→ Brief:
Pick up the mailing-list thread on running more than 32K concurrent processes after its final line, and continue it.

→ Extract to read:
========================

Walt Mankowski on 18 Apr 2016 12:38:33 -0700


[Date Prev] [Date Next] [Thread Prev] [Thread Next] [Date Index] [Thread Index]

Re: [PLUG] >32K concurrent processes


Aha.

I found this page linked off of a Stack Overflow thread. It's 5 years
old so it might be a bit dated, but it seems to address many of the
questions you originally raised.

http://web.archive.org/web/20111209081734/http://research.cs.wisc.edu/condor/condorg/linux_scalability.html

Walt

On Mon, Apr 18, 2016 at 03:31:13PM -0400, K.S. Bhaskar wrote:
> 32K+ processes concurrently accessing the database is exactly what I am
> trying to accomplish. On the machine I have, I cannot have those processes
> do any real application work (so an update by each process once every 10
> seconds is all I'm attempting). On a production machine, those processes
> will be doing real work resulting in between 5 and 10 million database
> accesses per second (and yes, this throughput is demonstrated and proven
> with real application code but slightly less than 32K processes)
> 
> So I'm not trying to prove how much work I can push through the database -
> I know that already. I'm just trying to figure out what Linux parameters I
> need to tweak to push the number of processes above 32K).
> 
> Regards
> -- Bhaskar
> 
> 
> On Mon, Apr 18, 2016 at 3:14 PM, Gavin W. Burris <bug@wharton.upenn.edu>
> wrote:
> 
> > So, are you running 32k clients to hammer the database???  What are you
> > trying to accomplish?  Cheers.
> >
> > On Mon 04/18/16 02:48PM EDT, K.S. Bhaskar wrote:
> > > Thanks Gavin. With GT.M real-time database replication, there is no
> > single
> > > point of failure. Furthermore, there are hooks to create and deploy
> > > applications that remain available not just in the face of unplanned
> > events
> > > (like system crashes) but even planned events (such as application
> > > upgrades, even many upgrades that involve schema changes). It is a proven
> > > architecture which first went into daily live production in 1999.
> > >
> > > Regards
> > > -- Bhaskar
> > >
> > >
> > > On Mon, Apr 18, 2016 at 12:36 PM, Gavin W. Burris <bug@wharton.upenn.edu
> > >
> > > wrote:
> > >
> > > > Hi, Bhaskar.
> > > >
> > > > AH, OK.  I should have asked, "What are you trying to accomplish?"
> > Don't
> > > > run everything on one box!  Scale horizontally, with at least two
> > > > user-facing nodes.  You want to engineer in redundancy from
> > square-one.  If
> > > > you don't, there will be no ability to sanely handle critical
> > > > patching/updates, or deal with scaling up.

========================

→ Information provided:
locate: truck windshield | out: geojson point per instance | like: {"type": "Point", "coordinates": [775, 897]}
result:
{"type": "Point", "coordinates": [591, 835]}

========================

→ Result for this task:
> > > >
> > > > With Grid Engine, that would be two master hosts, and at least two
> > compute
> > > > nodes actually running the procs, all with an nfs shared cell
> > directory;
> > > > The secondary master is called the shadow master in Grid Engine-speak.
> > > > Grid Engine would be a good solution if you need to run some existing
> > > > command-line or batch code.
> > > >
> > > > If this is for web, strongly consider having a redundant API endpoint
> > to
> > > > run functions.  A good way to do this would be with Docker and Swarm.
> > > > Docker is a completely different approach, but one that is correct for
> > > > scaling web applications.
> > > >
> > > > Cheers.
> > > >
> > > > On Mon 04/18/16 11:49AM EDT, K.S. Bhaskar wrote:
> > > > > Thanks for the suggestions, Gavin, but batching the load won't work
> > in
> > > > this
> > > > > case. We're trying to run a workload that simulates a large number of
> > > > > concurrent users (as you might find at a large financial or
> > healthcare
> > > > > institution) all of whom expect the system to respond immediately
> > when
> > > > they
> > > > > ask it to do something. I intend to play with the scheduler.
> > > > >
> > > > > Regards
> > > > > -- Bhaskar
> > > > >
> > > > >
> > > > > On Mon, Apr 18, 2016 at 9:13 AM, Gavin W. Burris <
> > bug@wharton.upenn.edu>
> > > > > wrote:
> > > > >
> > > > > > Good morning, Bhaskar.
> > > > > >
> > > > > > Have you considered using /dev/shm aka tmpfs for shared memory on
> > > > Linux?
> > > > > > Maybe stage all required files there and make sure you are
> > read-only
> > > > where
> > > > > > possible.
> > > > > >
> > > > > > With so many processes, your system is just constantly changing
> > > > threads.
> > > > > > Assuming you are not oversubscribing RAM (32GB / 32k is less than
> > 1MB
> > > > per),
> > > > > > you will want to tune the kernel scheduler.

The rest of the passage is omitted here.